Start of Block

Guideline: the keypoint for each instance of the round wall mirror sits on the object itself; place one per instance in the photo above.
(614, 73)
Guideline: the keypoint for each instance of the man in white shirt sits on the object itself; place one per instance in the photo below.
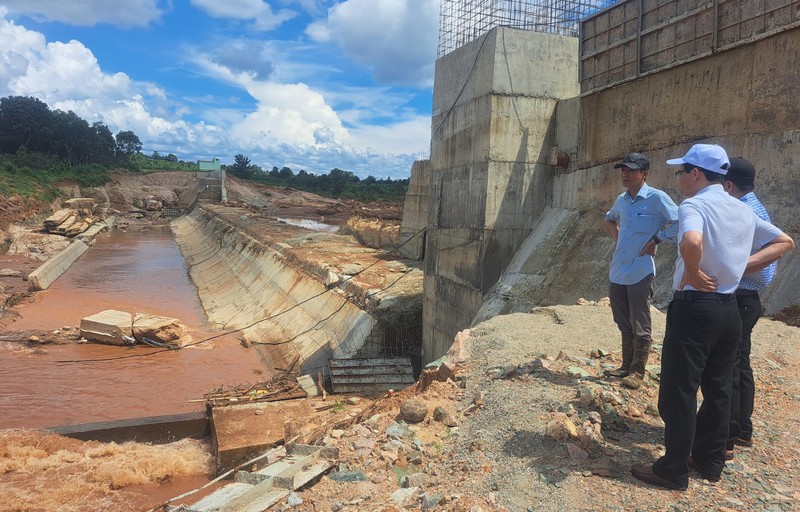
(716, 235)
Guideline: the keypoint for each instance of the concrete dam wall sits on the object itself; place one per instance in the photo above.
(521, 169)
(252, 285)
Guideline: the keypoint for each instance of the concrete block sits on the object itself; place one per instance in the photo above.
(49, 271)
(107, 327)
(161, 329)
(308, 384)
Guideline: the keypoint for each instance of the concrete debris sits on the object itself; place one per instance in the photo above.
(413, 411)
(107, 327)
(73, 220)
(561, 428)
(160, 329)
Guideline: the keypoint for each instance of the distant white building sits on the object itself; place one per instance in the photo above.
(208, 165)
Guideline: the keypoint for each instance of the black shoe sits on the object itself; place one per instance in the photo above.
(619, 372)
(710, 478)
(646, 474)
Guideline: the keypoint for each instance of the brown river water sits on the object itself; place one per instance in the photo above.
(137, 271)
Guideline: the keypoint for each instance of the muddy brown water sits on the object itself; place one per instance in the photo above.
(141, 271)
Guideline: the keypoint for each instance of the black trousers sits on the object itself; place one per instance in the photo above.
(743, 385)
(699, 351)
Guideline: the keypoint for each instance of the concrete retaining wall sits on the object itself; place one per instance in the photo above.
(537, 217)
(492, 128)
(50, 270)
(245, 284)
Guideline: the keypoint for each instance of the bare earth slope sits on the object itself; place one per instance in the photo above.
(500, 456)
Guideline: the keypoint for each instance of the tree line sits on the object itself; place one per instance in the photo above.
(28, 124)
(336, 184)
(53, 144)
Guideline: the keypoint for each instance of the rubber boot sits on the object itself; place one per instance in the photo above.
(627, 357)
(641, 352)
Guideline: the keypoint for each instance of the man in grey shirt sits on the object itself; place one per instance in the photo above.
(640, 218)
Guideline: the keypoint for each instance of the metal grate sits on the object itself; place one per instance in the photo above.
(463, 21)
(634, 38)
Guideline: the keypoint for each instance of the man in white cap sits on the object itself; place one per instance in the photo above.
(639, 219)
(740, 183)
(716, 235)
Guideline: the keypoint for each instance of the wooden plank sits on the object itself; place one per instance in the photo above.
(369, 362)
(373, 371)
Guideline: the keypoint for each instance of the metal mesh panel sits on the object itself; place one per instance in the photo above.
(462, 21)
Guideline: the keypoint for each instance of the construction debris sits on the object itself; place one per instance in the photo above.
(73, 220)
(282, 387)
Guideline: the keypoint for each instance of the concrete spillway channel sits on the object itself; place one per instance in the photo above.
(289, 290)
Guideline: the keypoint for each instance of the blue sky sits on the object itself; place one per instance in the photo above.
(311, 84)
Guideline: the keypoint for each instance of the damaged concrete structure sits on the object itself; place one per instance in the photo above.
(526, 128)
(289, 290)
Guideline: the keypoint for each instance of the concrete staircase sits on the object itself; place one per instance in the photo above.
(259, 490)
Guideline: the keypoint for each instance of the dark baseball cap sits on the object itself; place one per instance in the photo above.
(741, 172)
(635, 161)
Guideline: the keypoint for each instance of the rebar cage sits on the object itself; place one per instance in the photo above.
(462, 21)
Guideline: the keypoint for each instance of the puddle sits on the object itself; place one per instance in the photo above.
(311, 224)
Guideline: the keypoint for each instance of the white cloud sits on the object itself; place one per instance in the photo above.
(395, 38)
(257, 11)
(122, 13)
(292, 124)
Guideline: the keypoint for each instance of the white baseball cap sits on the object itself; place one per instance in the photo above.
(710, 157)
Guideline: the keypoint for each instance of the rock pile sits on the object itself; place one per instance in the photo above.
(72, 220)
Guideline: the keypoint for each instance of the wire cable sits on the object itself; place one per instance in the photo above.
(228, 332)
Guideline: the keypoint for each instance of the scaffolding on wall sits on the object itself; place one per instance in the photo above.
(463, 21)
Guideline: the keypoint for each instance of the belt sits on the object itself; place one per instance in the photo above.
(692, 295)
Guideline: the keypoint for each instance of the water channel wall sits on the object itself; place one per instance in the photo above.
(50, 270)
(521, 168)
(256, 287)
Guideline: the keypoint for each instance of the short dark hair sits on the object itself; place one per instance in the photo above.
(744, 188)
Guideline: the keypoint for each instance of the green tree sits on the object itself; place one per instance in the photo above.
(241, 167)
(103, 145)
(25, 122)
(128, 144)
(71, 137)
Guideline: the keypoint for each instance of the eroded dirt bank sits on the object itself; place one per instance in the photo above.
(315, 294)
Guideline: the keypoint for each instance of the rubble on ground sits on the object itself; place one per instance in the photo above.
(72, 220)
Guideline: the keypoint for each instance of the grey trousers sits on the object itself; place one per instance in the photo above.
(630, 307)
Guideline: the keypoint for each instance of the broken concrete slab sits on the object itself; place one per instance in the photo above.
(240, 432)
(160, 329)
(108, 327)
(49, 271)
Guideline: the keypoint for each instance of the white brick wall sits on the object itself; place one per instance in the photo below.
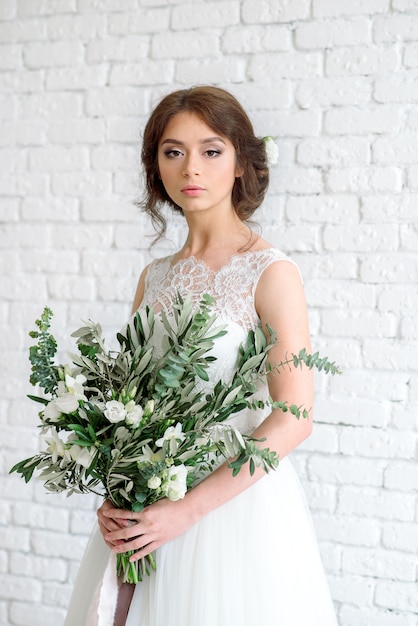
(336, 81)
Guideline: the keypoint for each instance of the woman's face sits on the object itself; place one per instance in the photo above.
(197, 166)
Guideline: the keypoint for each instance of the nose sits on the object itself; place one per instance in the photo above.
(191, 166)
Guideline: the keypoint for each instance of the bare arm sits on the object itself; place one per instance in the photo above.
(280, 303)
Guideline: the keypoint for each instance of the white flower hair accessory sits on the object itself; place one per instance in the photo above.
(272, 150)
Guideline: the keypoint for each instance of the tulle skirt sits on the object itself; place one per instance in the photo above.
(252, 561)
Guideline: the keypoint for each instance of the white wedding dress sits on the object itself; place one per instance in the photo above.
(253, 561)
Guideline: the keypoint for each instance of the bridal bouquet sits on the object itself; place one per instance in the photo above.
(135, 427)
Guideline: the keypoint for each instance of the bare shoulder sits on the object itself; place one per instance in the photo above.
(279, 297)
(140, 289)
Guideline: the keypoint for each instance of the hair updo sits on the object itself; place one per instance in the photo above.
(223, 114)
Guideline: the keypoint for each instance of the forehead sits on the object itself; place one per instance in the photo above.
(188, 125)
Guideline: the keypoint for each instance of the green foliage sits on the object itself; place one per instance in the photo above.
(42, 354)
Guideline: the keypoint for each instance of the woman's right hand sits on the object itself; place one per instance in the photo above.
(107, 524)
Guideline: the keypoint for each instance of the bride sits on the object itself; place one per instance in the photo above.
(235, 550)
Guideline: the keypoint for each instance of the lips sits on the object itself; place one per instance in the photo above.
(192, 190)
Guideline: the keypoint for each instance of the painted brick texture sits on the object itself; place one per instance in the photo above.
(336, 82)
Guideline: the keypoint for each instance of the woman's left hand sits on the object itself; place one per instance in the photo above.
(155, 525)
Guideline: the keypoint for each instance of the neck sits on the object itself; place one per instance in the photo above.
(207, 235)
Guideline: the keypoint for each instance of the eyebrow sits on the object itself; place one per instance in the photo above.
(203, 141)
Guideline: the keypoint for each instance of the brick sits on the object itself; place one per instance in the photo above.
(346, 470)
(267, 11)
(23, 30)
(390, 268)
(368, 384)
(401, 536)
(366, 616)
(82, 236)
(362, 238)
(51, 105)
(298, 180)
(77, 131)
(323, 8)
(400, 149)
(40, 261)
(127, 49)
(397, 88)
(58, 159)
(376, 503)
(401, 301)
(266, 97)
(10, 57)
(80, 184)
(77, 27)
(405, 5)
(324, 91)
(184, 45)
(369, 179)
(24, 133)
(119, 263)
(348, 530)
(253, 39)
(410, 57)
(335, 151)
(395, 28)
(287, 124)
(372, 562)
(140, 21)
(412, 176)
(401, 475)
(76, 78)
(326, 208)
(367, 443)
(8, 10)
(323, 439)
(40, 568)
(327, 34)
(378, 120)
(397, 595)
(361, 61)
(26, 614)
(145, 73)
(41, 55)
(110, 101)
(226, 70)
(15, 587)
(8, 107)
(321, 497)
(210, 15)
(40, 7)
(354, 590)
(285, 65)
(390, 208)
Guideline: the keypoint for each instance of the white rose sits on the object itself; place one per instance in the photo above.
(67, 403)
(154, 482)
(52, 412)
(82, 456)
(272, 151)
(176, 484)
(134, 416)
(172, 435)
(75, 385)
(115, 411)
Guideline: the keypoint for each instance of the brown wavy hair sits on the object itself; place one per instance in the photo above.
(223, 114)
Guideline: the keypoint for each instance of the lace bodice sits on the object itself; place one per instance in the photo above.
(233, 288)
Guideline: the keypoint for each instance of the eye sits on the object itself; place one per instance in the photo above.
(212, 153)
(173, 153)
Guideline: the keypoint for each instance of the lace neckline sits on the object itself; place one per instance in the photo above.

End of Block

* What you will do
Reproduce exactly the line that holds "Guideline: the keypoint for each instance of the brick", then every line after it, ending with the final line of the records above.

* Output for this exercise
Guideline: the keypoint for each instance of the brick sits on the object itself; place one per instance in the photo above.
(346, 470)
(267, 11)
(23, 30)
(390, 268)
(368, 384)
(401, 536)
(366, 616)
(82, 236)
(362, 238)
(51, 105)
(298, 180)
(77, 131)
(323, 8)
(400, 149)
(40, 261)
(127, 49)
(397, 88)
(58, 159)
(376, 503)
(401, 301)
(266, 97)
(10, 57)
(80, 184)
(77, 27)
(405, 5)
(324, 91)
(184, 45)
(369, 179)
(24, 133)
(119, 263)
(348, 530)
(253, 39)
(410, 57)
(335, 151)
(395, 28)
(287, 124)
(372, 562)
(140, 21)
(412, 176)
(401, 475)
(76, 78)
(326, 208)
(367, 443)
(8, 10)
(323, 439)
(40, 568)
(327, 34)
(378, 120)
(397, 595)
(361, 61)
(26, 614)
(145, 73)
(41, 55)
(110, 101)
(226, 70)
(15, 587)
(8, 107)
(321, 497)
(210, 15)
(40, 7)
(354, 590)
(285, 65)
(390, 208)
Guideline: the keypoint for each instance of the white rose sits on the object itself; place one per instance in the photo above.
(67, 403)
(154, 482)
(52, 412)
(82, 456)
(272, 151)
(176, 484)
(134, 416)
(172, 435)
(75, 385)
(115, 411)
Guideline: the keypoint for each instance of the brown wavy hair sits on the object itself; place one per instance in the photo above.
(223, 114)
Guideline: the keypoint for each instance of the lace bodice sits on the object itself; place one per instance in the photo above.
(233, 288)
Guideline: the keypoint for each instance of the eye sits on the object itself; place one per instance in the photo above.
(212, 153)
(173, 153)
Guideline: the keypoint for each instance of the lace neckline sits on the object itself; place one per instance in the photo above.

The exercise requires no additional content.